__Instruction 1__. List every patent or application number cited in the railway bolster text.
__Instruction 2__. Write the next part of the railway bolster text, picking up after its last sentence.

__Article__.

"""

The present application claims priority from Russian Application No. 2 669 902, filed Dec. 14, 2017, the disclosure of which is incorporated herein by reference.

The invention relates to railway transport and may be used in truck bolster designs.

A freight car truck bolster is disclosed containing a top member with a center bowl and support shelves for side bearers, a bottom member with bearing surfaces for swing suspension springing elements, going into diagonal tension members, two side walls joining the top and bottom members, pockets to install friction wedges on the bolster end parts, each of them being formed by a sloping and two vertical walls (see US 20040031413 A1, publ. Feb. 19, 2004).

A reinforced railway bolster is disclosed containing a top member with a center bowl, a bottom member, two side walls joining the top and the bottom members, two vertical longitudinal ribs of constant thickness connected with the top and bottom members, and two horizontal longitudinal ribs located between the vertical longitudinal ribs above and below across the center bowl width (see U.S. Pat. No. 3,482,531 A, publ. Dec. 9, 1969).

"""

__Stored data__.
"""

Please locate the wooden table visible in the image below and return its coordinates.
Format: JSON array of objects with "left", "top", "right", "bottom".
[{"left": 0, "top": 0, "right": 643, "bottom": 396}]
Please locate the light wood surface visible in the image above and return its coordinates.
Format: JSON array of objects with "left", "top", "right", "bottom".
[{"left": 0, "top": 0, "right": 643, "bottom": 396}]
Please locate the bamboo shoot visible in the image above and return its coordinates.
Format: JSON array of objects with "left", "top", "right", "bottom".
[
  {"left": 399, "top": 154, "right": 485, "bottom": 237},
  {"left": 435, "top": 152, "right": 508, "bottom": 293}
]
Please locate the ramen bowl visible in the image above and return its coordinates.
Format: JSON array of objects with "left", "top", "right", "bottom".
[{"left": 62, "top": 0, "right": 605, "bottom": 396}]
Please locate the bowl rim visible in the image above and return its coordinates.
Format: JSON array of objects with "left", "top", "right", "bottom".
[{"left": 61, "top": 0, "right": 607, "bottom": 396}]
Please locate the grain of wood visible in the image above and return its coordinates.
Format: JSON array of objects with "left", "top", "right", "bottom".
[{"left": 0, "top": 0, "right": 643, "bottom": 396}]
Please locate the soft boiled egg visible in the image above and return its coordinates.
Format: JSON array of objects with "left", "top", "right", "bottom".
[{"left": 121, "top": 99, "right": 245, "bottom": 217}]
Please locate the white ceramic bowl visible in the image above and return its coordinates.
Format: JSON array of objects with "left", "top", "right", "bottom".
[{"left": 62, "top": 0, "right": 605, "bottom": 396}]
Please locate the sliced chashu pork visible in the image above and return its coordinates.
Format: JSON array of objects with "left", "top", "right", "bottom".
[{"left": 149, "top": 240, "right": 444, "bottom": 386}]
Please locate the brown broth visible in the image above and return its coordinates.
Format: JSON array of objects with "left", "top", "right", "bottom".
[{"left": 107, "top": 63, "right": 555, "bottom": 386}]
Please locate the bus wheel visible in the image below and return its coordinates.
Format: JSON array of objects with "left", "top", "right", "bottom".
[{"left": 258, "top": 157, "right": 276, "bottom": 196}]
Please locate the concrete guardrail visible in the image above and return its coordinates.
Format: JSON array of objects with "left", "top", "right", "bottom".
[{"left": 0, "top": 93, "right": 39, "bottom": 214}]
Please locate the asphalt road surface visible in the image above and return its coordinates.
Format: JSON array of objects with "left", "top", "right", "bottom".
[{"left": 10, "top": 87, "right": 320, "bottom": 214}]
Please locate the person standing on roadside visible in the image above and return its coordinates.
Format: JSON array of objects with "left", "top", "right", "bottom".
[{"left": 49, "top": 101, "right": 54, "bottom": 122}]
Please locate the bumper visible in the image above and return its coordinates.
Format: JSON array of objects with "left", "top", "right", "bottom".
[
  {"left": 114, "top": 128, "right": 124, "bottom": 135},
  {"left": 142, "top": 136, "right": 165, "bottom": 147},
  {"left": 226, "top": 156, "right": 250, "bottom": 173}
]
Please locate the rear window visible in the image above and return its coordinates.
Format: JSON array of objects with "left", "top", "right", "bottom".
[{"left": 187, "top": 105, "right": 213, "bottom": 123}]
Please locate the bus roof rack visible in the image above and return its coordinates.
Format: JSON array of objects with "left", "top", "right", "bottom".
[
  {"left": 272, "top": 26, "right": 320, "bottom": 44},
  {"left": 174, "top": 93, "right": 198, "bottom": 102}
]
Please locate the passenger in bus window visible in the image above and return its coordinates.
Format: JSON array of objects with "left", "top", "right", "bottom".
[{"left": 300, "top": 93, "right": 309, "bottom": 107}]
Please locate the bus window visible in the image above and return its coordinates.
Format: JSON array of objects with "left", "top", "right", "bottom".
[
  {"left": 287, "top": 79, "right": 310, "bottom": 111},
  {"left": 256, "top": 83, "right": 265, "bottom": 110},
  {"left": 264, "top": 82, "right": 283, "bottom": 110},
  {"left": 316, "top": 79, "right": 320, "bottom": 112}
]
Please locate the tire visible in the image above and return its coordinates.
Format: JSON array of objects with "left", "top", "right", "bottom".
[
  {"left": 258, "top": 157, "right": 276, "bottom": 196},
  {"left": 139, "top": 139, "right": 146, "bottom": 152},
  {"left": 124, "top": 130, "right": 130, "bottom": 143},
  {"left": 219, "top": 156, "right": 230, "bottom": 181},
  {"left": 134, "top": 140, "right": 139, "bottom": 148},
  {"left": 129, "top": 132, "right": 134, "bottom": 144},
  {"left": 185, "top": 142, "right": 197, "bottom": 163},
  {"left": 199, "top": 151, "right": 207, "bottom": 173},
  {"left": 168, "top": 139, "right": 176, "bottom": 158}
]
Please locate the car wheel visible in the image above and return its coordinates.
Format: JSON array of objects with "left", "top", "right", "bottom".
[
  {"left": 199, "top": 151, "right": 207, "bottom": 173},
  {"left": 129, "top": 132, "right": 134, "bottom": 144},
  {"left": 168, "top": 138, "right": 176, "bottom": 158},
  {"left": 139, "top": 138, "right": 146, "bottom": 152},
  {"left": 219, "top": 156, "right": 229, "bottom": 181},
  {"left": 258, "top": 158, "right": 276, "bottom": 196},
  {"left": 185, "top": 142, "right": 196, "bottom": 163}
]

"""

__Final result 1__. Russian Application No. 2 669 902; US 20040031413 A1; U.S. Pat. No. 3,482,531 A

__Final result 2__.
A freight car truck bolster is also disclosed, selected as the closest prior art, containing a top member implemented with a center bowl and support shelves for side bearers, a bottom member implemented with bearing surfaces for swing suspension springing elements, going into diagonal tension members, side walls joining the top and bottom members, two vertical ribs located across the entire bolster width between the top and bottom members, pockets to install friction wedges on the bolster end parts, each of them being formed by one sloping and two vertical walls, made with rounded transitions into the bottom member, while the bottom member being implemented with constant thickness in the transition areas of the bearing surfaces into the diagonal tension members, and the vertical ribs being implemented with their thickness increased in the horizontal direction towards the bolster center, in the area under the center bowl (see RU 118275 U1, publ. Jul. 20, 2012).

A technical problem, which cannot be solved when the prior arrangements are used, is the insufficient bearing capacity of bolsters not providing strength in the stress raiser formation areas. Such areas of the bolster are the transition areas, where the bearing surfaces for swing suspension springing elements go into the diagonal tension members, which (the transition areas) are located under the side bearers, and where breakages in the bolster cross-section are observed. Another area of increased stress is the center bowl area below the bolster top member experiencing increased operating loads. Stress raiser areas are also the sites where the friction wedge pockets are located, in central portions of which the bolsters are particularly weakened and susceptible to the formation of transverse cracks and breakages.

The technical result achieved when using the invention is strengthening of the freight car truck bolster.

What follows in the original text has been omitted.